§ Exercise directions: Reproduce the records below word for word and line for line, changing nothing.

┄┄┄┄┄┄┄┄┄┄

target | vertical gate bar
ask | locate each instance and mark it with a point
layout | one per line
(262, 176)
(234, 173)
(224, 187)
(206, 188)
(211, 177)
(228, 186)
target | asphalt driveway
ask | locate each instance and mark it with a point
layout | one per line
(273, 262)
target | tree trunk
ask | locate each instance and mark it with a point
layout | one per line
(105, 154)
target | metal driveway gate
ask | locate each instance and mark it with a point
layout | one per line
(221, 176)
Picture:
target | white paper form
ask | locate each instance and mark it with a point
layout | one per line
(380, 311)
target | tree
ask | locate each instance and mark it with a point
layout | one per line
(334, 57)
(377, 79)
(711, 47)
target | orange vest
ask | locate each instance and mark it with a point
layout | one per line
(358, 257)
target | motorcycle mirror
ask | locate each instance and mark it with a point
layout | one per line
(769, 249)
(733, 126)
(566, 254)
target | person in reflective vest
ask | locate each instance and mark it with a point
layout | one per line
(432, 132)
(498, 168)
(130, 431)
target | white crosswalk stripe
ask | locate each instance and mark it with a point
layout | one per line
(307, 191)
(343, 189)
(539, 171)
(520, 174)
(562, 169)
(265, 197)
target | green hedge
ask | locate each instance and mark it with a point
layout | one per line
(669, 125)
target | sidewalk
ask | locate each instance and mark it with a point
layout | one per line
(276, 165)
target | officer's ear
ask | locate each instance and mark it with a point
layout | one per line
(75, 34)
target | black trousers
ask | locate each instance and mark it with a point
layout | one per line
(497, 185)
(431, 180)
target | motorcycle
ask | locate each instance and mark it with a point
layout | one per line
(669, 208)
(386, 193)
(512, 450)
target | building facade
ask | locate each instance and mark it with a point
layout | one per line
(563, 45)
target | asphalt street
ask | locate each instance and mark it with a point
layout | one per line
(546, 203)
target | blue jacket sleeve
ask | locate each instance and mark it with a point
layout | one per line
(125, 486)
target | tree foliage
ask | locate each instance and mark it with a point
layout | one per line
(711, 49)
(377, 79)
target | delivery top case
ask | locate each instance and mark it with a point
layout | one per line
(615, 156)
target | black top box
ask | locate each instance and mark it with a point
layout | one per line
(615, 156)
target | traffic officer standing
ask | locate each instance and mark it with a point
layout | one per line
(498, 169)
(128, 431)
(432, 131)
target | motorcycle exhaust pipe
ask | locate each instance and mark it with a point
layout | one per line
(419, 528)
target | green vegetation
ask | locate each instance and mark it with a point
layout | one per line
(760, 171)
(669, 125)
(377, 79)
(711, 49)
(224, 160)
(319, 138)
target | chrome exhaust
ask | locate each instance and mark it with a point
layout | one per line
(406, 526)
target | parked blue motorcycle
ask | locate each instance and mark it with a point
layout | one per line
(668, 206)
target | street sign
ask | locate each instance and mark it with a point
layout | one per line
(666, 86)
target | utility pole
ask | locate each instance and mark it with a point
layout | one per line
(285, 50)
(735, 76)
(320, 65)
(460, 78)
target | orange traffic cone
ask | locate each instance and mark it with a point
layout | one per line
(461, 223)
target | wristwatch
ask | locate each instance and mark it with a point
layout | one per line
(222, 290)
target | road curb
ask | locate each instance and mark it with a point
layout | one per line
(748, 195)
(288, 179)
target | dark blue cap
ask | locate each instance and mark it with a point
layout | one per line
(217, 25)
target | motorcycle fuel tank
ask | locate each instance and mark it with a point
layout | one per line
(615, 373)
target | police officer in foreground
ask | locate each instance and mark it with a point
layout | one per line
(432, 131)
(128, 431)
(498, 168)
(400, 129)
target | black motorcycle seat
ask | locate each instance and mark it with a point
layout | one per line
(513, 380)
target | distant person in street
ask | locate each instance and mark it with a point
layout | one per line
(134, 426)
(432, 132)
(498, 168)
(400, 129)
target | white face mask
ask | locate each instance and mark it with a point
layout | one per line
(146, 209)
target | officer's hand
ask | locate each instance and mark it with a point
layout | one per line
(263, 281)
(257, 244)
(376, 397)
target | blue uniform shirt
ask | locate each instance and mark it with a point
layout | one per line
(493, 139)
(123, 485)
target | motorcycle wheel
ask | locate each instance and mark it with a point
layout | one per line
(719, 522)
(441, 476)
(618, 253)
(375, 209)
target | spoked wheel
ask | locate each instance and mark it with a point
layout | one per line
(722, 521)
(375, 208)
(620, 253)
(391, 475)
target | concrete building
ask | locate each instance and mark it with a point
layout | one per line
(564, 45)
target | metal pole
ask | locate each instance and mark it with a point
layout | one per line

┄┄┄┄┄┄┄┄┄┄

§ Answer for the task:
target | vertical gate bar
ask | locate each instance and mark it with a point
layout | one per line
(262, 176)
(234, 173)
(224, 187)
(206, 188)
(211, 177)
(228, 186)
target | asphalt driveway
ask | locate each instance and mark it with a point
layout | one per line
(273, 262)
target | tree trunk
ask | locate each instance and mark it with a point
layout | one per line
(105, 154)
target | metal driveway gate
ask | locate each instance and mark it with a point
layout | one per line
(221, 176)
Picture:
target | white paper form
ask | locate each instance and mark it with a point
layout | one per line
(380, 311)
target | tree
ask | locate each instance and mark it with a point
layout | one per line
(334, 57)
(377, 79)
(711, 47)
target | orange vest
ask | locate each instance and mark it with a point
layout | one per line
(358, 257)
target | motorcycle mirror
ask | locate each instance and mark it with a point
layout | one per line
(769, 249)
(733, 126)
(566, 254)
target | person in reflective vest
ask | locate each instance and mark it with a point
layout | one per line
(432, 132)
(498, 168)
(130, 431)
target | white crosswalk stripe
ask | locate each instance and mark it with a point
layout | one per line
(307, 191)
(343, 189)
(539, 171)
(520, 174)
(562, 169)
(265, 197)
target | green hedge
ask | locate each instance and mark it with a point
layout | one per line
(669, 125)
target | sidewalk
ask | locate each instance and mark it with a point
layout | one per line
(276, 165)
target | officer's ear
ask | locate each instance and mark it with a point
layout | one per line
(75, 34)
target | black trousers
ask | locate each instance and mark it with a point
layout | one per line
(497, 185)
(431, 180)
target | motorcycle
ask | locate each instance and mark it with a point
layout | one per line
(669, 208)
(386, 193)
(512, 450)
target | building facade
ask | locate each instance and mark it with a point
layout | one per line
(563, 45)
target | asphalt street
ask | locate each instance and mark it with a point
layout | one per line
(546, 203)
target | blue jacket sleeve
ask | locate each instance and mark it with a point
layout | one per line
(125, 486)
target | tree foliage
ask | locate each instance and mark it with a point
layout | one per line
(711, 49)
(377, 79)
target | delivery top case
ask | locate each instance and mark it with a point
layout | one per line
(615, 156)
target | black top box
ask | locate each instance and mark it with a point
layout | one per line
(615, 156)
target | traffic officer standing
ask | locate each instance and mark it with a point
layout | one per line
(498, 169)
(128, 431)
(432, 131)
target | motorcycle exhaust pipe
ask | locate each instance and mark it with a point
layout | one per line
(419, 528)
target | green vegetation
ask | locate each instance and mark it with a point
layout | one per line
(760, 171)
(669, 125)
(377, 79)
(711, 49)
(224, 160)
(319, 138)
target | chrome exhaust
ask | locate each instance and mark it with a point
layout | one per line
(406, 526)
target | parked blue motorcycle
ask | locate each instance and mark it with a point
layout | one per line
(668, 206)
target | street sign
ask | locate each instance and mark it with a point
layout | one per line
(666, 86)
target | utility pole
ask | locate each instance and mark it with a point
layout | one per line
(285, 50)
(735, 76)
(320, 65)
(460, 78)
target | orange traffic cone
ask | locate each instance and mark it with a point
layout | one per line
(461, 223)
target | wristwatch
ask | locate each instance and mark it with a point
layout | one per line
(222, 290)
target | road curb
ask | locate each instance and mark it with a point
layout | one per line
(748, 195)
(288, 179)
target | dark blue cap
ask | locate each instance and mark it with a point
layout | one per line
(217, 25)
target | motorcycle fuel tank
ask | locate each instance and mark it with a point
layout | one per line
(615, 373)
target | police officer in foreground
ask | locate each instance and mark it with a point
layout | one per line
(432, 131)
(128, 431)
(498, 168)
(400, 129)
target | black motorcycle seat
ask | locate each instance and mark it with a point
layout | one per line
(513, 380)
target | distant person in street
ask | locate each instance and mark it with a point
layout | one per line
(134, 426)
(432, 132)
(498, 168)
(400, 129)
target | white face mask
ask | locate each instance and mark it with a point
layout | one per line
(146, 209)
target | officer's hand
ask | locate each instance and mark it with a point
layout | one per line
(263, 281)
(257, 244)
(376, 397)
target | blue uniform shirt
ask | locate each instance and mark it with a point
layout | one per line
(493, 139)
(123, 485)
target | motorcycle wheel
ask | locate each instance and mark it with a point
layout | one per line
(719, 522)
(441, 476)
(618, 253)
(375, 209)
target | spoked wheel
ask | locate each instance and mark it with a point
layout | one per line
(722, 521)
(375, 208)
(620, 253)
(391, 475)
target | concrete building
ask | locate each instance and mark it with a point
layout | one per line
(564, 45)
target | metal pole
ask | locate each instance and mark it with a point
layout | one per line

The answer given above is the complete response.